Arbeitsaufträge:
1 > Wiederhole aus dem Text über die Beschleunigung von Infrastrukturprojekten wortgetreu die Stelle von „Bei großen und“ bis einschließlich „in Betracht kommen.“.
2 > Knüpfe an den letzten Satz des Textes über die Beschleunigung von Infrastrukturprojekten an und schreibe ihn weiter.

Textauszug:
Bei großen und besonders bedeutsamen Infrastrukturmaßnahmen will die Koalition auf ein Instrument zurückgreifen, das schon die Vorgängerregierung eingeführt hatte: Maßnahmegesetze.
Hierdurch sollen bestimmte Infrastrukturprojekte, beispielsweise wichtige Bahnstrecken, Stromtrassen und Ingenieursbauwerke wie kritische Brücken, vom Bundestag beschleunigt auf den Weg gebracht und mit hoher politischer Priorität umgesetzt werden. Mi Blick auf erforderliche Umweltprüfungen soll eine Abstimmung mit der Europäischen Kommission erfolgen. Über den Zugang zum Bundesverwaltungsgericht werden zudem der Rechtsschutz und die Effektivität des Umweltrechts sichergestellt. Für geeignete Fälle soll auch eine Übernahme von Raumordnungsverfahrens durch den Bund in Betracht kommen.
Darüber hinaus sollen Raumordnungs- und Planfeststellungsverfahren enger verzahnt werden, um Doppelprüfungen zu vermeiden. Das Instrument der Plangenehmigung, das mit einem geringeren Verfahrensumfang auskommt, soll insbesondere bei Unterhaltungs-, Sanierungs-, Erneuerungs-, Ersatz- und Ergänzungsmaßnahmen im unmittelbaren räumlichen Zusammenhang mit existierenden Infrastrukturen innerhalb des europäischen Rechtsrahmens stärker nutzbar gemacht werden. Angestrebt wird, soweit möglich und sinnvoll, Sonderregeln für einzelne Gebiete der Fachplanung in das allgemeine Verwaltungsverfahrensrecht zu überführen.
Da es neben den Planungs- und Genehmigungsverfahren regelmäßig auch Verwaltungsgerichtsverfahren sind, die zu einer Verzögerung von Bau- und Infrastrukturprojekten führen, will die neue Bundesregierung auch hier ansetzen. Durch einen „frühen ersten Termin“ sowie durch ein effizienteres einstweiliges Rechtsschutzverfahren, in dem Fehlerheilungen maßgeblich berücksichtigt werden und auf die Reversibilität von Maßnahmen abgestellt wird, sollen Gerichtsprozesse beschleunigt werden. Klägerinnen und Kläger, deren Rechtsbehelfe zur Fehlerbehebung beitragen, die aber in der Sache danach keinen Erfolg mehr haben könnten, sollen die Verfahren ohne Nachteil beenden können. Ob das allein ausreichen wird oder ob nicht auch eine Aufstockung der Richterstellen an den Gerichten erforderlich ist, um eine wirkliche Beschleunigung zu erreichen, bleibt indes fraglich. Da die Verwaltungs- und Oberverwaltungsgerichte Gerichte der Bundesländer sind, wären die Handlungsmöglichkeiten des Bundes insoweit aber ohnehin beschränkt.

Rohdaten:
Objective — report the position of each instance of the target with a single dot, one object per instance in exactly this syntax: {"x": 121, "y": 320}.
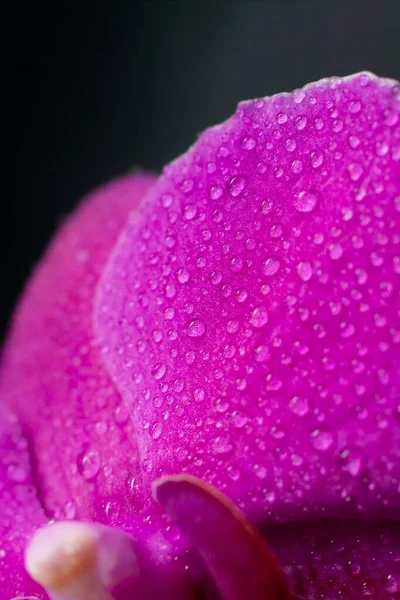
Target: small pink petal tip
{"x": 236, "y": 555}
{"x": 80, "y": 561}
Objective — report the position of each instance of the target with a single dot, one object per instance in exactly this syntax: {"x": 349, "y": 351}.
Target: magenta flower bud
{"x": 240, "y": 327}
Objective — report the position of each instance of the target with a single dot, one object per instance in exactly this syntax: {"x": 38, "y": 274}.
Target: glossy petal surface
{"x": 249, "y": 315}
{"x": 52, "y": 373}
{"x": 235, "y": 553}
{"x": 20, "y": 509}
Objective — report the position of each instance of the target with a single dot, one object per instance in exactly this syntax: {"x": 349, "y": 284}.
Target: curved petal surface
{"x": 20, "y": 510}
{"x": 250, "y": 315}
{"x": 52, "y": 373}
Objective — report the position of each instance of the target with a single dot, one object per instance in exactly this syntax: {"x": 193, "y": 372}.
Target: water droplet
{"x": 183, "y": 275}
{"x": 199, "y": 394}
{"x": 271, "y": 266}
{"x": 266, "y": 206}
{"x": 195, "y": 328}
{"x": 317, "y": 158}
{"x": 215, "y": 192}
{"x": 216, "y": 277}
{"x": 89, "y": 463}
{"x": 297, "y": 166}
{"x": 260, "y": 471}
{"x": 156, "y": 430}
{"x": 236, "y": 185}
{"x": 121, "y": 415}
{"x": 262, "y": 354}
{"x": 335, "y": 251}
{"x": 239, "y": 420}
{"x": 159, "y": 371}
{"x": 17, "y": 473}
{"x": 237, "y": 264}
{"x": 355, "y": 171}
{"x": 248, "y": 143}
{"x": 190, "y": 212}
{"x": 299, "y": 405}
{"x": 306, "y": 201}
{"x": 301, "y": 122}
{"x": 322, "y": 440}
{"x": 304, "y": 271}
{"x": 290, "y": 145}
{"x": 351, "y": 462}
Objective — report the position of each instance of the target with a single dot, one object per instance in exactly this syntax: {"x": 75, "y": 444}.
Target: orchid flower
{"x": 200, "y": 389}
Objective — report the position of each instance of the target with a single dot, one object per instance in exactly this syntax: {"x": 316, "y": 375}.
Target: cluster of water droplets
{"x": 263, "y": 337}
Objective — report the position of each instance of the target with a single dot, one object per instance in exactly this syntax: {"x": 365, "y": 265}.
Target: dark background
{"x": 93, "y": 89}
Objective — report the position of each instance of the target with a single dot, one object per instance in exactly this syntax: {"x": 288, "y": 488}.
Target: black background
{"x": 93, "y": 89}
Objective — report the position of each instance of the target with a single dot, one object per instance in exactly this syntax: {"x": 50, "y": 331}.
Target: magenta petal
{"x": 20, "y": 509}
{"x": 235, "y": 553}
{"x": 250, "y": 314}
{"x": 52, "y": 372}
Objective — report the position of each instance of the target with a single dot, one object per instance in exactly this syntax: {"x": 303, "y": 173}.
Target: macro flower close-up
{"x": 200, "y": 382}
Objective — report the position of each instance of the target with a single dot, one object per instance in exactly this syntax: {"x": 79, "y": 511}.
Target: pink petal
{"x": 20, "y": 509}
{"x": 52, "y": 372}
{"x": 234, "y": 552}
{"x": 250, "y": 314}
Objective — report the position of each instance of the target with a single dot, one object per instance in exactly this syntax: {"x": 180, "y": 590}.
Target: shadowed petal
{"x": 52, "y": 372}
{"x": 20, "y": 510}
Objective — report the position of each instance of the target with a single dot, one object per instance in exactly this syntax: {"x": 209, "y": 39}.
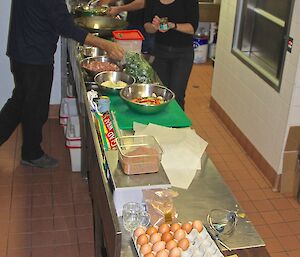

Ergebnisse je Aufgabe:
1 >
Bei großen und besonders bedeutsamen Infrastrukturmaßnahmen will die Koalition auf ein Instrument zurückgreifen, das schon die Vorgängerregierung eingeführt hatte: Maßnahmegesetze.
Hierdurch sollen bestimmte Infrastrukturprojekte, beispielsweise wichtige Bahnstrecken, Stromtrassen und Ingenieursbauwerke wie kritische Brücken, vom Bundestag beschleunigt auf den Weg gebracht und mit hoher politischer Priorität umgesetzt werden. Mi Blick auf erforderliche Umweltprüfungen soll eine Abstimmung mit der Europäischen Kommission erfolgen. Über den Zugang zum Bundesverwaltungsgericht werden zudem der Rechtsschutz und die Effektivität des Umweltrechts sichergestellt. Für geeignete Fälle soll auch eine Übernahme von Raumordnungsverfahrens durch den Bund in Betracht kommen.

2 >
Die neue Bundesregierung wird sich an diesen Vorhaben im Koalitionsvertrag messen lassen müssen. Ihre Umsetzung dürfte eine große politische und juristische Herausforderung werden. Gelingen werden Klimaschutz und Energiewende aber nur, wenn die gesamte Gesellschaft mitmacht. Die notwendige Transformation ist daher vor allem auch eine Mentalitätsfrage. Die Bevölkerung muss sich darüber klar werden, dass nicht reflexartig jedes neue Großprojekt abgelehnt und mit unzähligen Einwänden bedacht, später auch verklagt werden darf. In der Frankfurter Allgemeinen Zeitung ist diese destruktive Haltung zuletzt ganz plastisch beschrieben worden: Im Rahmen der Öffentlichkeitsbeteiligung des Genehmigungsverfahrens zum Fehmarnbelt-Tunnel sind von deutscher Seite 12.600 Einwendungen eingegangen, aus Dänemark kamen 50.